_Work required_: All entries are to be retyped without alteration.

_Given data_:
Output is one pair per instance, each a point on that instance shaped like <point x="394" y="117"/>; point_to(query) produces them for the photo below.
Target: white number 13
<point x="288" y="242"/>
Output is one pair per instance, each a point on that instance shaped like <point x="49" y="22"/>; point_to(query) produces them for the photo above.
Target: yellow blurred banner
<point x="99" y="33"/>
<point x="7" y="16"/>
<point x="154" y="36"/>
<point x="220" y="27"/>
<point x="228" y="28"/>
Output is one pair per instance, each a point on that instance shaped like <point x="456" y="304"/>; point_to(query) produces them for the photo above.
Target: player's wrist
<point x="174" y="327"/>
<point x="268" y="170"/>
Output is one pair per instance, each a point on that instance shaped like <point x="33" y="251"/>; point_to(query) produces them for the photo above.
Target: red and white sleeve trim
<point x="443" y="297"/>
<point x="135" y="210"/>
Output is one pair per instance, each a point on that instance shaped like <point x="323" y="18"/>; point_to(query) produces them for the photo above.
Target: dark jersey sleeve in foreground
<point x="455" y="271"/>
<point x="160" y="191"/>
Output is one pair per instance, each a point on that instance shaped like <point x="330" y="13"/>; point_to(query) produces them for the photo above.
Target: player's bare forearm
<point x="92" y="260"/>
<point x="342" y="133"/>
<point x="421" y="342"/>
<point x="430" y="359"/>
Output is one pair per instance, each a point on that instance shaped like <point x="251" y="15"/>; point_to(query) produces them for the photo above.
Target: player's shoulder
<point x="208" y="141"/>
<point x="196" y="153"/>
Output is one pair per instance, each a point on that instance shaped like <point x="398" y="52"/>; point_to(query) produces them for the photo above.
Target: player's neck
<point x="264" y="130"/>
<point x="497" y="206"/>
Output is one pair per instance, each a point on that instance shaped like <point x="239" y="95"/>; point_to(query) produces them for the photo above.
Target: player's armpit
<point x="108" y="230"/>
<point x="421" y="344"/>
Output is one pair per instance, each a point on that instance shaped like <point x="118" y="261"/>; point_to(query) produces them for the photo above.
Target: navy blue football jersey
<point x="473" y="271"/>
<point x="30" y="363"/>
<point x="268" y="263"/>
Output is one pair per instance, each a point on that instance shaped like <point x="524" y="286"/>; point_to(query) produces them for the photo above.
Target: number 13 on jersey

_Solution_:
Output is one pair per instance, each a point on that instance shaped like <point x="394" y="117"/>; point_to(query) produces them for the photo below.
Target: white number 13
<point x="288" y="242"/>
Output is one pair per instance, each a point on that instance shaped like <point x="49" y="22"/>; point_to(query) produces them for the photo above.
Target: yellow blurred banner
<point x="99" y="33"/>
<point x="7" y="16"/>
<point x="154" y="36"/>
<point x="220" y="27"/>
<point x="228" y="28"/>
Output is one pair per instance, each a point on that instance shaped like <point x="456" y="304"/>; point_to(query) produces them for the photo above.
Target: player's wrist
<point x="174" y="327"/>
<point x="268" y="170"/>
Output is one pair per instance, each a point on that instance shaped like <point x="33" y="251"/>; point_to(query) produces them for the photo above.
Target: red and white sleeve trim
<point x="443" y="297"/>
<point x="135" y="210"/>
Output is one pair per instance, each a point on that instance shaped like <point x="323" y="18"/>; point_to(query) produces them for the photo above.
Target: dark jersey sleeve in foreground
<point x="455" y="271"/>
<point x="160" y="191"/>
Output is one pair per instance, each a point on that instance shaped like <point x="330" y="13"/>; point_to(query) produces them for the photo above.
Target: player's bare forearm
<point x="92" y="260"/>
<point x="342" y="133"/>
<point x="421" y="342"/>
<point x="430" y="359"/>
Output is one pair per instance, each a point on that instance shaped like <point x="251" y="15"/>; point_to(query) produces them for the photo above.
Target: player's shoulder
<point x="208" y="141"/>
<point x="196" y="153"/>
Output is one pair per instance, each a point on that instance shaped like <point x="398" y="52"/>; point_to(query) produces them for the photo above.
Target: player's neck
<point x="264" y="130"/>
<point x="497" y="206"/>
Output is one pair per instance, each a point on that instance shaped like <point x="239" y="95"/>; point_to(query) produces them for the photo above.
Target: player's armpit
<point x="108" y="230"/>
<point x="421" y="344"/>
Output is one pair per instance, each a point on that instance shaped like <point x="118" y="261"/>; point_to(query) produces them for the photo above.
Target: navy blue football jersey
<point x="473" y="271"/>
<point x="30" y="363"/>
<point x="268" y="263"/>
Output is one pair per instance, each a point on that instance shaped like <point x="524" y="286"/>; point_to(query) produces them for the photo above.
Target: number 13 on jersey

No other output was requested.